*Passage provided:*
Jack Stapleton and Laurie Montgomery series
- Cover of the 1995 novel Contagion
- Blindsight Contagion Chromosome 6 Vector Marker Crisis Critical Foreign Body Intervention Cure Death Benefit
- Author: Robin Cook
- Country: United States
- Language: English
- Genre: Medical thriller
- Publisher: Putnam Adult
- Published: 1992 - current
- Media type: Print (hardback, paperback), e-book, audiobook

= Jack Stapleton and Laurie Montgomery series =

Book series by Robin Cook

The Jack Stapleton and Laurie Montgomery series is an ongoing series of New York Times Bestselling medical thrillers by Robin Cook that follows pathologist Jack Stapleton and his co-worker (and later wife) Laurie Montgomery as they attempt to solve the various mysteries that come across their path.

*Data shown:*
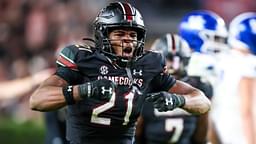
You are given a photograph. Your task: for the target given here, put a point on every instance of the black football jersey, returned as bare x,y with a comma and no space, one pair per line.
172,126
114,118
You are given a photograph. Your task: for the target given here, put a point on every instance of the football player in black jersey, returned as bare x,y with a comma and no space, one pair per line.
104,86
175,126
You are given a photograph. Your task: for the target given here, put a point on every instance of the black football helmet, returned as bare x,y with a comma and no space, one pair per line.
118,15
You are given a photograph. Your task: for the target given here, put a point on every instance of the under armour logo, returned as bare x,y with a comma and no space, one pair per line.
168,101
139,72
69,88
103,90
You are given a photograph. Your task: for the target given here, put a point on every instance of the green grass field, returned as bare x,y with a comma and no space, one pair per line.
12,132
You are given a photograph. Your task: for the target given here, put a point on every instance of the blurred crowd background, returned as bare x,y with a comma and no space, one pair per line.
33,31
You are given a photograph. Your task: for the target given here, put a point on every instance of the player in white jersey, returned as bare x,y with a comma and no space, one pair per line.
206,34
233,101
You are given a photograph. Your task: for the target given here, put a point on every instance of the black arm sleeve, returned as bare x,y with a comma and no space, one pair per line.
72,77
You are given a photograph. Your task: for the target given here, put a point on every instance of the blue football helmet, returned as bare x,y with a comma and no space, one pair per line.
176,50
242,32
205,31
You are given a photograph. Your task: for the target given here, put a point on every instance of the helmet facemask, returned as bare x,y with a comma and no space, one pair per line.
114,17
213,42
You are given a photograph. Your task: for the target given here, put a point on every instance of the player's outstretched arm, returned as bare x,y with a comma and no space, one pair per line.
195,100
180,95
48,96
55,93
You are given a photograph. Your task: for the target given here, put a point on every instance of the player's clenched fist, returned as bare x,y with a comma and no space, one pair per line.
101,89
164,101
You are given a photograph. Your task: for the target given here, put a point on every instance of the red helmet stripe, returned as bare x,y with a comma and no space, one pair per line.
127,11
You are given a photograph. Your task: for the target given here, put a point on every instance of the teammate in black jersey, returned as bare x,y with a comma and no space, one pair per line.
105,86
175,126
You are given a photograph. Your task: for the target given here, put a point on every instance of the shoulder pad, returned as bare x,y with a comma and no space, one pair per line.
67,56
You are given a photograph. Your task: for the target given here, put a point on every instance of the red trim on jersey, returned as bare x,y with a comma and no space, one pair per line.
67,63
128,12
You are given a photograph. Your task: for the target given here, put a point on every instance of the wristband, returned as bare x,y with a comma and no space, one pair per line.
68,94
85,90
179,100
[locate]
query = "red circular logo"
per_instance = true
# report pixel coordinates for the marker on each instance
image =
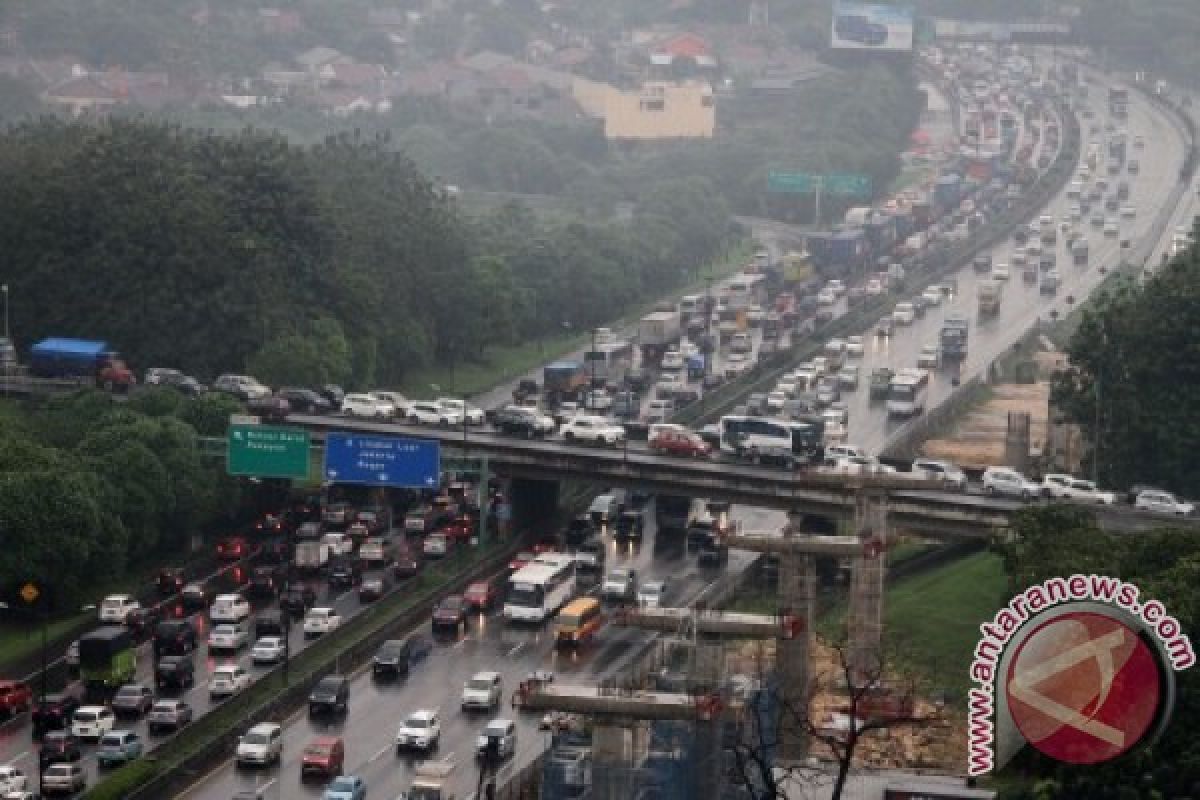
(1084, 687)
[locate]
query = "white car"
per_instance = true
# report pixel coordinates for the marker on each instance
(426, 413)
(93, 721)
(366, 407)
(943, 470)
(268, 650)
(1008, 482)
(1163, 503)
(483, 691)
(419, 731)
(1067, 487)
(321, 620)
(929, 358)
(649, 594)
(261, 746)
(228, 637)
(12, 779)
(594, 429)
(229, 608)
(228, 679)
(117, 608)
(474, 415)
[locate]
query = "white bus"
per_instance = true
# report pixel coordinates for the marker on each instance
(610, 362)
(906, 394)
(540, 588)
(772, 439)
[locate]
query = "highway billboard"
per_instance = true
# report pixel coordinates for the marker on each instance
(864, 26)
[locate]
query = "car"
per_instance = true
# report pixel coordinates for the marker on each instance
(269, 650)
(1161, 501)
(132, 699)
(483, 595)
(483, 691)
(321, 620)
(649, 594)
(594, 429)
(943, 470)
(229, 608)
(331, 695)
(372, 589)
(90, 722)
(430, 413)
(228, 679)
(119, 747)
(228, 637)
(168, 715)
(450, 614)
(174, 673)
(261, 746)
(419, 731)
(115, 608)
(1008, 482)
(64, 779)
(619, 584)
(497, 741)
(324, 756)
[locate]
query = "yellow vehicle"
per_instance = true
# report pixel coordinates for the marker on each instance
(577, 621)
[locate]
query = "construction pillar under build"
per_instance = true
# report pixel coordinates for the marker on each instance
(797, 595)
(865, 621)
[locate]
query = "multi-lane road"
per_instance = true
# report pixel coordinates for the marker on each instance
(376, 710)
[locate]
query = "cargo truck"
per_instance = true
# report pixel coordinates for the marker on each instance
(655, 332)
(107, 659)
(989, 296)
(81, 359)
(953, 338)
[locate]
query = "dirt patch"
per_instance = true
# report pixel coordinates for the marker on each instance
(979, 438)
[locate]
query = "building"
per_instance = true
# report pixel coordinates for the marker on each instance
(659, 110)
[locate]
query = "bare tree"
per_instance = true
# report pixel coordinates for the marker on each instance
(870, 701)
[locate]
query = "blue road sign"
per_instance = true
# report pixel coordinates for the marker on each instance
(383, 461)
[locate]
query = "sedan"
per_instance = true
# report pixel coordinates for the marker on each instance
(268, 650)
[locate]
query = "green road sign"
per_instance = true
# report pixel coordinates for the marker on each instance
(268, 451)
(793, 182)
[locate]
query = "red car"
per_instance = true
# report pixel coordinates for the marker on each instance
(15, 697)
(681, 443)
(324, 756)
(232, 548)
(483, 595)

---

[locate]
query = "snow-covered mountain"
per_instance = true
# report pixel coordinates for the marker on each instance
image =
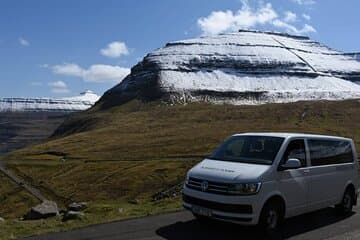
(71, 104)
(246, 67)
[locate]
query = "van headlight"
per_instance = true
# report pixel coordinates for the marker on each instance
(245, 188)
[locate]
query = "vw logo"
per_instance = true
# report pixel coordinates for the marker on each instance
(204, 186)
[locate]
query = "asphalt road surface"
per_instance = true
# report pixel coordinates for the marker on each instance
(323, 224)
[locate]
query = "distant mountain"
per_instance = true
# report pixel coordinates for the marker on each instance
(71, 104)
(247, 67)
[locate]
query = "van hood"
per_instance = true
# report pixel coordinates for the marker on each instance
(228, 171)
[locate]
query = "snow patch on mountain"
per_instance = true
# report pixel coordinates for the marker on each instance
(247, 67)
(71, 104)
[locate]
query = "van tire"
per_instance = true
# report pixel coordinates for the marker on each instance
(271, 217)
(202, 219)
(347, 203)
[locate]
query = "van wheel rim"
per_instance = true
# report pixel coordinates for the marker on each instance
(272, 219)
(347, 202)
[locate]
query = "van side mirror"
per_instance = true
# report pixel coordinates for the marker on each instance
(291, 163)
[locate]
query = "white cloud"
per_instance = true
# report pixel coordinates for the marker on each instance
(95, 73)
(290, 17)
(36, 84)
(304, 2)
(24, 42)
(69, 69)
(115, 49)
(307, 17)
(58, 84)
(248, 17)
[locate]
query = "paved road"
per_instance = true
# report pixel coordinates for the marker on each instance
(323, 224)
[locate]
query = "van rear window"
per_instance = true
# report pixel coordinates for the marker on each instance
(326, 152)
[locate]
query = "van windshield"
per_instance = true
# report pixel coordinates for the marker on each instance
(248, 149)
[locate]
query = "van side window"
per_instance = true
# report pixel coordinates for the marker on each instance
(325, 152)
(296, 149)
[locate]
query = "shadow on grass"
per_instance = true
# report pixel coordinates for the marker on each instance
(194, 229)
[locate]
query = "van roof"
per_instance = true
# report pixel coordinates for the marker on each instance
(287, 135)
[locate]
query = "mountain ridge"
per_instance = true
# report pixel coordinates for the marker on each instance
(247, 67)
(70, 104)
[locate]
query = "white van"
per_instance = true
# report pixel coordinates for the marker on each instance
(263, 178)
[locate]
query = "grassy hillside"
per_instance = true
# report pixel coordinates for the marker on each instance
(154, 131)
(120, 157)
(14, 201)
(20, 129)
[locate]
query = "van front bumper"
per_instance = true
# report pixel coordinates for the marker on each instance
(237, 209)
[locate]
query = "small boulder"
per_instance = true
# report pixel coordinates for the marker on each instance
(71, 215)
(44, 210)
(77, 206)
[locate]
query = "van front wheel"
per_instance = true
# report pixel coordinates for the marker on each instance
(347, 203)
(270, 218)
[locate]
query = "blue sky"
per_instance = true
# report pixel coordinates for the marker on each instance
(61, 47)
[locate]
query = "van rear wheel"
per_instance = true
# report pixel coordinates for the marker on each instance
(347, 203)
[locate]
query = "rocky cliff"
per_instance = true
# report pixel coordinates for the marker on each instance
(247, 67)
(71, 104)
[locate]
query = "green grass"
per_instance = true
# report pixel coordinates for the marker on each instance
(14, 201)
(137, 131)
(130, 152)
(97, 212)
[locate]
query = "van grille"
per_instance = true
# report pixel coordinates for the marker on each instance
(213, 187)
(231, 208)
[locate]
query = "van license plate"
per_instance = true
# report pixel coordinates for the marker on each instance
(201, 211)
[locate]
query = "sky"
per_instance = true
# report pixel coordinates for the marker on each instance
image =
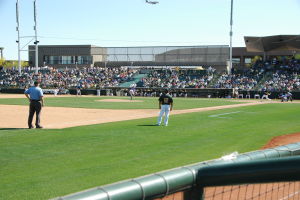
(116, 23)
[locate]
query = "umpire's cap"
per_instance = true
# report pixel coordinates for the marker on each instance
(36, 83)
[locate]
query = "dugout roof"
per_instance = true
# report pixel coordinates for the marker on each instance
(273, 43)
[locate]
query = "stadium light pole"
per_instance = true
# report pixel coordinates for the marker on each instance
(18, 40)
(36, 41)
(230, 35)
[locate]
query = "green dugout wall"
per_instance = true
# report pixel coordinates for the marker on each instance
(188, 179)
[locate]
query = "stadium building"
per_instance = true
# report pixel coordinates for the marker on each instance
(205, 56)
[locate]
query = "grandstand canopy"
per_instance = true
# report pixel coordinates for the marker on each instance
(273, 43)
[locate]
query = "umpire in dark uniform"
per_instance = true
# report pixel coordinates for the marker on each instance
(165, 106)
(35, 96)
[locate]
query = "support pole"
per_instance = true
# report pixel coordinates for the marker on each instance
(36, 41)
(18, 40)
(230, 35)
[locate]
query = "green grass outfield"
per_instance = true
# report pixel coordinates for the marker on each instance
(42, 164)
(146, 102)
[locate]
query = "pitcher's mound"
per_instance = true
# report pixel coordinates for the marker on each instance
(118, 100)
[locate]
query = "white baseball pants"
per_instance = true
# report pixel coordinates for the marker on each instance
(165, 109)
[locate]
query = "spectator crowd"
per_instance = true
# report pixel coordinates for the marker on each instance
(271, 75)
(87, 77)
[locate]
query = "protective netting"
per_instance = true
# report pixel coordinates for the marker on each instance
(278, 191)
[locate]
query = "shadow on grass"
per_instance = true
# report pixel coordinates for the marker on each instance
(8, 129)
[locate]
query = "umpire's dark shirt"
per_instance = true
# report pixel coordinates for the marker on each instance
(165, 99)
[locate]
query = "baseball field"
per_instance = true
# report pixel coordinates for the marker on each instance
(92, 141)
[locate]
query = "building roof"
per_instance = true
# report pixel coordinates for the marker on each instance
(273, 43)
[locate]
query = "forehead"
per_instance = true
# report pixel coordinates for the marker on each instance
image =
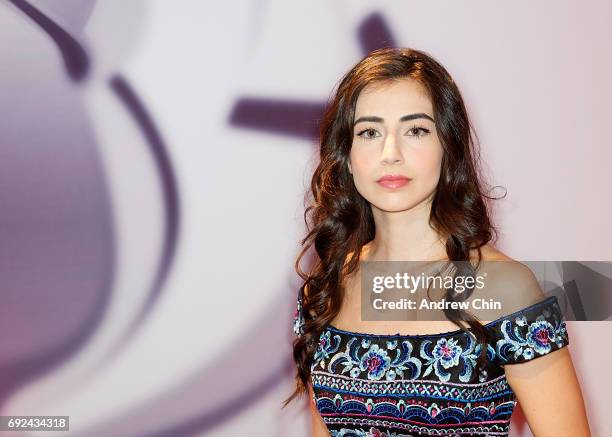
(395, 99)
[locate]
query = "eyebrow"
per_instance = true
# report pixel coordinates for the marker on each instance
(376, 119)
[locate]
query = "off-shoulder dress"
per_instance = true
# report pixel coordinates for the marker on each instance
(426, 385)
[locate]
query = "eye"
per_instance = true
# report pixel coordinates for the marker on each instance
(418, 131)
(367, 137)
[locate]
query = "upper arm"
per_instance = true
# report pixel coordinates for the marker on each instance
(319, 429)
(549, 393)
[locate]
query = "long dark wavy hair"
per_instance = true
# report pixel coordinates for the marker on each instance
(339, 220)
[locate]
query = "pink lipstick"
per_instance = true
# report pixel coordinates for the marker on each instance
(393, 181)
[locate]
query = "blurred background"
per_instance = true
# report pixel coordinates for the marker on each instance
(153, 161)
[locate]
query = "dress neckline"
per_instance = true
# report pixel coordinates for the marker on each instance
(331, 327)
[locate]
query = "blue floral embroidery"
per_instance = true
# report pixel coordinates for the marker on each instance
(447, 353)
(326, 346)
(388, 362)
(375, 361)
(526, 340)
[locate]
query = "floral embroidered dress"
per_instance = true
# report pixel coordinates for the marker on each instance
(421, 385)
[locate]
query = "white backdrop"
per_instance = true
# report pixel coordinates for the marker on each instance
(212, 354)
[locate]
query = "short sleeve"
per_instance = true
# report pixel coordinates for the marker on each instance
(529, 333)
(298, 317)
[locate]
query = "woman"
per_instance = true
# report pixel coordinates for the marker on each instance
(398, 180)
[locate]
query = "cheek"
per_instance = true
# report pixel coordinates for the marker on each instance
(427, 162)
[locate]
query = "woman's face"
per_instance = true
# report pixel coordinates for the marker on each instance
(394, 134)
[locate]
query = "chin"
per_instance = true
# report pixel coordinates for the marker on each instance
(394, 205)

==

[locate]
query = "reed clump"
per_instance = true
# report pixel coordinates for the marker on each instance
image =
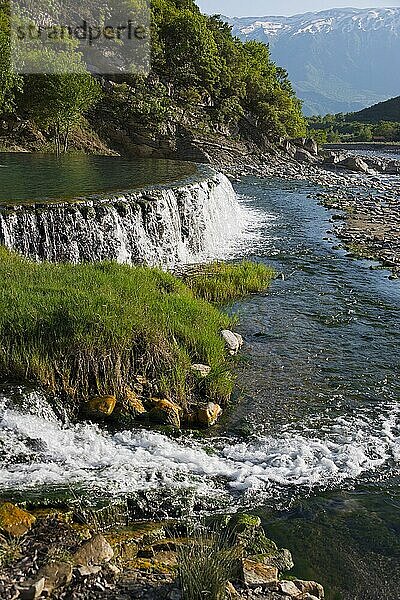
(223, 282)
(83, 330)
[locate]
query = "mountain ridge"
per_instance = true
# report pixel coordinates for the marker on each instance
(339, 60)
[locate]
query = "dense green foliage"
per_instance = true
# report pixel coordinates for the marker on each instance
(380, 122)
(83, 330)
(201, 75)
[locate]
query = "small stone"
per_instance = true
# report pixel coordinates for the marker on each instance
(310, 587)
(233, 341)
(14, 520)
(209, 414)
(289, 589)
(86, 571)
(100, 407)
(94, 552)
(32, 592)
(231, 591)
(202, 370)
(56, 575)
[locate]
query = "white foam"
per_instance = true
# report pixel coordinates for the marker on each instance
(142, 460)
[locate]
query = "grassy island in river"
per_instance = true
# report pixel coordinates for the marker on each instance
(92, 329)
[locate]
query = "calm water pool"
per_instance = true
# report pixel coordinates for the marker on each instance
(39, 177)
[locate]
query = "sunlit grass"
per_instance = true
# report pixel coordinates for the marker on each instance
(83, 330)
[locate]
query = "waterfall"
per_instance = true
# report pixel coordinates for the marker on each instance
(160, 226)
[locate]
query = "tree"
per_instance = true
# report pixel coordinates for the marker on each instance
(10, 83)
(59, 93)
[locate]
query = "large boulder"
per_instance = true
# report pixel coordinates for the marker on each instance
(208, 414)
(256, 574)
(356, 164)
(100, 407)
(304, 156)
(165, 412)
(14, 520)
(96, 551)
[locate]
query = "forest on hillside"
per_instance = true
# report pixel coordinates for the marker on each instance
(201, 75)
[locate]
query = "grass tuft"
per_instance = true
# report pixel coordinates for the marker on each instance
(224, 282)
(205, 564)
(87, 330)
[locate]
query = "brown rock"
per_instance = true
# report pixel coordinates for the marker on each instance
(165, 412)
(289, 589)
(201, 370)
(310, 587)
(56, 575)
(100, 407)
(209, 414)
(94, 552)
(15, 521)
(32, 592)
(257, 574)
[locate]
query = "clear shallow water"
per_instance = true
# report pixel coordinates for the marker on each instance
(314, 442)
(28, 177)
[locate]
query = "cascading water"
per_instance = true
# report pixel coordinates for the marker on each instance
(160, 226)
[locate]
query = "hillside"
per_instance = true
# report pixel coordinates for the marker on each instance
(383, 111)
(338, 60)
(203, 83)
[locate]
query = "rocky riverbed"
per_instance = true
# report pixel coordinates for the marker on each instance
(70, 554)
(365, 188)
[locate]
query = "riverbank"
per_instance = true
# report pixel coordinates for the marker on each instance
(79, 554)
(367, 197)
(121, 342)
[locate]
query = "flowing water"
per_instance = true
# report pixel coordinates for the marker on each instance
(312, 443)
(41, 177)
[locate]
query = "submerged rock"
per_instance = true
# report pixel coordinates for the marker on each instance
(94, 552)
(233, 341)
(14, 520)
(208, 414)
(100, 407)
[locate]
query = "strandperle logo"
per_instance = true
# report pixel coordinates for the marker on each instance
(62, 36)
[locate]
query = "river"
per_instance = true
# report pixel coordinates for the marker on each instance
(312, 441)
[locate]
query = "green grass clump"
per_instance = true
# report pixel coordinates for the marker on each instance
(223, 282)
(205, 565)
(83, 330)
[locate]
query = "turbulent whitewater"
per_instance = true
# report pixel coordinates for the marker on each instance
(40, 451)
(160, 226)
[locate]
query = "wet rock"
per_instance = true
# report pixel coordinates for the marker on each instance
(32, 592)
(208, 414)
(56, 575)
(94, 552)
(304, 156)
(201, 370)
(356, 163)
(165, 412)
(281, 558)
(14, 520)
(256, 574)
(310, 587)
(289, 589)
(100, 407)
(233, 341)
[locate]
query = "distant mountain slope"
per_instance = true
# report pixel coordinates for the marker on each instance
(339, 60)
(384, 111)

*Directions:*
Pick up the passage on Robin Cook's Jack Stapleton and Laurie Montgomery series after its final sentence and continue writing it.

*Final answer:*
==Synopsis==
The series follows Jack Stapleton, a medical examiner and pathologist who spends most of his free time focusing on various medical cases in order to avoid having to think about the deaths of his wife and children. He teams up with his co-worker and fellow pathologist Laurie Montgomery in order to solve various crimes, with the two eventually falling in love and marrying. Laurie was earlier in a relationship with Lou Soldano, a police officer and Jack and Laurie's mutual friend.

==Bibliography==
1. Blindsight (1992)
2. Contagion (1995)
3. Chromosome 6 (1997)
4. Vector (1999)
5. Marker (2005)
6. Crisis (2006)
7. Critical (2008)
8. Foreign Body (2009)
9. Intervention (2009)
10. Cure (2010)
11. Pandemic (2018)
12. Genesis (2019)
13. Night Shift (2022)
14. Manner of Death (2023)

==Reception==
Critical reception for the series as a whole has been mixed to positive, with later novels receiving mixed reviews from critics. Sales for the series have been good, with several of the novels placing on The New York Times Best Seller lists.

==Television series==
In 1999 Cook announced that he was in talks with Jerry Bruckheimer to create a television series centered on the novels. No further information has been given about a potential series adaptation since that time.